▶ SET PROBLEM: Copy the line containing "the bicycle wheel", then all lines after it up to and including the final line of the material, exactly and without additions.

▶ EXTRACTED MATERIAL:
════

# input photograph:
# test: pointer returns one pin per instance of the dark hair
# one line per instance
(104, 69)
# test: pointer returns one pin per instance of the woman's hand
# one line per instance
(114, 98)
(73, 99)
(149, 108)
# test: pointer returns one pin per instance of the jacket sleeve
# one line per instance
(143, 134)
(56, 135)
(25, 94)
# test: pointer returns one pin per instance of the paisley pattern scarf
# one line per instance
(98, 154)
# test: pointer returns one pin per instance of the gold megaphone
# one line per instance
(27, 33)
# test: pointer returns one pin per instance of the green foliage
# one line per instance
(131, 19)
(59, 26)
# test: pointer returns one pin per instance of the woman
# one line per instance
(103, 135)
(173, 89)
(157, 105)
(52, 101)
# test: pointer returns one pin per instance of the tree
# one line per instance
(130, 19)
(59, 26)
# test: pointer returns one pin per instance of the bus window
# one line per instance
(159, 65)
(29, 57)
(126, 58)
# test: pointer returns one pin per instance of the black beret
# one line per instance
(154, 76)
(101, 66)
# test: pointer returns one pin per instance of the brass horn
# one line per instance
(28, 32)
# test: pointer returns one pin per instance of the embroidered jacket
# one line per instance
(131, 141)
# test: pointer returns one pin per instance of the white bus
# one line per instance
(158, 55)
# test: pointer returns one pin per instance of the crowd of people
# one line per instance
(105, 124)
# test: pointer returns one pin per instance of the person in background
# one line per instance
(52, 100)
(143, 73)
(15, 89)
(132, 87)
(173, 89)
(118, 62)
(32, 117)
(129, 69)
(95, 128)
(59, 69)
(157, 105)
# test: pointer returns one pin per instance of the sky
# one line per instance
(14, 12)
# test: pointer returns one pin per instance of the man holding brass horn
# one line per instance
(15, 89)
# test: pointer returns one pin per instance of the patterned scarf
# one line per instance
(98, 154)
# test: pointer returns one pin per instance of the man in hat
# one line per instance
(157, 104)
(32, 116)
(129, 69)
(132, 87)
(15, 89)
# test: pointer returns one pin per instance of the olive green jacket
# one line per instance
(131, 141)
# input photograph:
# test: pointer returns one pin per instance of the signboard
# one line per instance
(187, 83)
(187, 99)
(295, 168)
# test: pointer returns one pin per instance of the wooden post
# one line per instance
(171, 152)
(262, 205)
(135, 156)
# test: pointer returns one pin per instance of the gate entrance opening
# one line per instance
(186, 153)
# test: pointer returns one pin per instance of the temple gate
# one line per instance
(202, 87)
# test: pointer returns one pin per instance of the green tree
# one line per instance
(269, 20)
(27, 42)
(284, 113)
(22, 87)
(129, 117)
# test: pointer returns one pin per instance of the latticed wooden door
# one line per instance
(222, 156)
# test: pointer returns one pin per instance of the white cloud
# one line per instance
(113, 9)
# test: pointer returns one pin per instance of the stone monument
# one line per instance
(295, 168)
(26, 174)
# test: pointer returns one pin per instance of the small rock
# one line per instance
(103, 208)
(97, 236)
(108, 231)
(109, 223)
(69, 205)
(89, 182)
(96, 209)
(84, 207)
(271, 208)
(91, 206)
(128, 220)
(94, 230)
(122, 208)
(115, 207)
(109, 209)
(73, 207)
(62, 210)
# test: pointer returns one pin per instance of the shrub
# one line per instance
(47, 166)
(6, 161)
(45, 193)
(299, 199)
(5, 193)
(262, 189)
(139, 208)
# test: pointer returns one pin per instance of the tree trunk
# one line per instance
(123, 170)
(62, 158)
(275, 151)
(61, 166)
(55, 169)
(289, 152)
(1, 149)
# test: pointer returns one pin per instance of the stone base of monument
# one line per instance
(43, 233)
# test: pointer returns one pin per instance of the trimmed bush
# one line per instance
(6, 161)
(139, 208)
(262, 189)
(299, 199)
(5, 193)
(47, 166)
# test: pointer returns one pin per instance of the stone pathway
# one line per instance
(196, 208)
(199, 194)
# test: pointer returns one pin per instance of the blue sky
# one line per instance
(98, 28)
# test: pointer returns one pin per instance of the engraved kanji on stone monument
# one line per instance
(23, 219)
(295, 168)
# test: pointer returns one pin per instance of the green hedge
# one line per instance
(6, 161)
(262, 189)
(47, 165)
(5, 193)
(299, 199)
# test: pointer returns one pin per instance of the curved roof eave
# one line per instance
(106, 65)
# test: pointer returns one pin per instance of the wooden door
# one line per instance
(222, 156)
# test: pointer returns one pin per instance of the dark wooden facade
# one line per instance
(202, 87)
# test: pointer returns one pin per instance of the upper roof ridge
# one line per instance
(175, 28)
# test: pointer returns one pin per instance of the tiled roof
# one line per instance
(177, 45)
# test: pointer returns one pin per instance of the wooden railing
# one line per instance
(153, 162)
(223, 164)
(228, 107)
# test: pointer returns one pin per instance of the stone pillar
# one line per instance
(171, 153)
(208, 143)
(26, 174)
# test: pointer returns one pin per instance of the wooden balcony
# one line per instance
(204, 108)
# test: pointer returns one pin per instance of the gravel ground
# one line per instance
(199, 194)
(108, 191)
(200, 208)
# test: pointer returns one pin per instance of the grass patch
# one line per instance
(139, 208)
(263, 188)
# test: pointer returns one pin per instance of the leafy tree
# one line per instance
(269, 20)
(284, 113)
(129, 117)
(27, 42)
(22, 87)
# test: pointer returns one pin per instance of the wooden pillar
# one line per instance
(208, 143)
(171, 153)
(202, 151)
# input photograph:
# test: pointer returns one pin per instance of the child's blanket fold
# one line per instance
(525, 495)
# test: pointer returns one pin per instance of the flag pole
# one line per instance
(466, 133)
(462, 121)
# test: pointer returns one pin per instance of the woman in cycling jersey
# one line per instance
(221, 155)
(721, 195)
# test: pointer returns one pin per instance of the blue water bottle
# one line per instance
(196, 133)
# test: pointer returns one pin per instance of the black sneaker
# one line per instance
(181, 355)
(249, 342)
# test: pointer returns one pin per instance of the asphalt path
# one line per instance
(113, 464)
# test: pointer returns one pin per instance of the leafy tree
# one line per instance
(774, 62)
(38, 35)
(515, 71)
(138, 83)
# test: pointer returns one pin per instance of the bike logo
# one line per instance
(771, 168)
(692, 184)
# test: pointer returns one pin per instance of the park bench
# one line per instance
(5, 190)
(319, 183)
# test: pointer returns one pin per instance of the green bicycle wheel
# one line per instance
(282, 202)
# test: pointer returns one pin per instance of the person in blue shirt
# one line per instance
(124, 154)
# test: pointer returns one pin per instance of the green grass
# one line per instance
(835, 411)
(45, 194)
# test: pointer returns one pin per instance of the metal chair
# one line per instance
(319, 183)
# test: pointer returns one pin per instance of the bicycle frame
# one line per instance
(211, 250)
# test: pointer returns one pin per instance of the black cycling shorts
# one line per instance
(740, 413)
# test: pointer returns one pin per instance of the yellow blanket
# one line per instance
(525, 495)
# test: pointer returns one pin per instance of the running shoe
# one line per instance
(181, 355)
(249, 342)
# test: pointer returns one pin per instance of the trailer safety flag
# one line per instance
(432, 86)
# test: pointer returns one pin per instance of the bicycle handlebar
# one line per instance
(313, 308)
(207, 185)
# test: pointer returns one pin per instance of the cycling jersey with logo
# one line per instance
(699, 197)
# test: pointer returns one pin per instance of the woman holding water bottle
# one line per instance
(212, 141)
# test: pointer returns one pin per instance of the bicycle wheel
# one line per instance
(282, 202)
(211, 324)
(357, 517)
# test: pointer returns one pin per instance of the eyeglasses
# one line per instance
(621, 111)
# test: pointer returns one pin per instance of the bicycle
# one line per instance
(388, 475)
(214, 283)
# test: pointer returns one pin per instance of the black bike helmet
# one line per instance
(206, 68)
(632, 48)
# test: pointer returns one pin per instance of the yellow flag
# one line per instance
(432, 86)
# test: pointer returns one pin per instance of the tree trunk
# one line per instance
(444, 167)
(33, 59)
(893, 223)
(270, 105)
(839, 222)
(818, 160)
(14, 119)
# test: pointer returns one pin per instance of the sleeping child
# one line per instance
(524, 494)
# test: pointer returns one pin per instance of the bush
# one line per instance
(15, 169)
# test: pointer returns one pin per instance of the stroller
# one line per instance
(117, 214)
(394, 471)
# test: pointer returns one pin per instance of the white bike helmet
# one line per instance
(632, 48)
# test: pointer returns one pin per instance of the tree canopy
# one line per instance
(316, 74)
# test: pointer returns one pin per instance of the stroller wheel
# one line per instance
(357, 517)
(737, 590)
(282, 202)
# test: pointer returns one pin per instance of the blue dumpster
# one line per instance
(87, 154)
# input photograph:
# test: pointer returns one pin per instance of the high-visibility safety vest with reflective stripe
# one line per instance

════

▶ ANSWER BELOW:
# test: pointer returns one pin per instance of the bicycle wheel
# one line per instance
(282, 202)
(211, 324)
(357, 517)
# test: pointer returns one pin per instance of the eyeglasses
# one line per instance
(621, 111)
# test: pointer returns one pin per instance of the bicycle
# one line per instance
(388, 475)
(214, 283)
# test: pointer returns one pin per instance of the black bike helmet
# one line per instance
(206, 68)
(632, 48)
# test: pointer returns one pin per instance of the yellow flag
# one line per instance
(432, 86)
# test: pointer returns one pin per instance of the tree trunk
# one line per instance
(444, 167)
(33, 59)
(893, 223)
(270, 105)
(839, 222)
(818, 160)
(14, 119)
# test: pointer returns one pin per instance of the sleeping child
# one line per instance
(524, 494)
# test: pointer returns one pin per instance of the bush
# one line per instance
(15, 169)
# test: pointer returns one pin per instance of the stroller
# one line per instance
(117, 214)
(394, 471)
# test: pointer returns one pin per instance of the white bike helmet
# one line per instance
(632, 48)
# test: pointer returns one pin per instance of the tree canopy
# one line per instance
(316, 74)
# test: pointer returns one pin per instance of the stroller wheel
# one line per instance
(357, 517)
(737, 590)
(282, 202)
# test: pointer returns one pin per instance of the blue dumpster
# one line per instance
(87, 154)
# input photograph:
# test: pointer returns one pin per instance of the high-visibility safety vest with reflective stripe
# one line per instance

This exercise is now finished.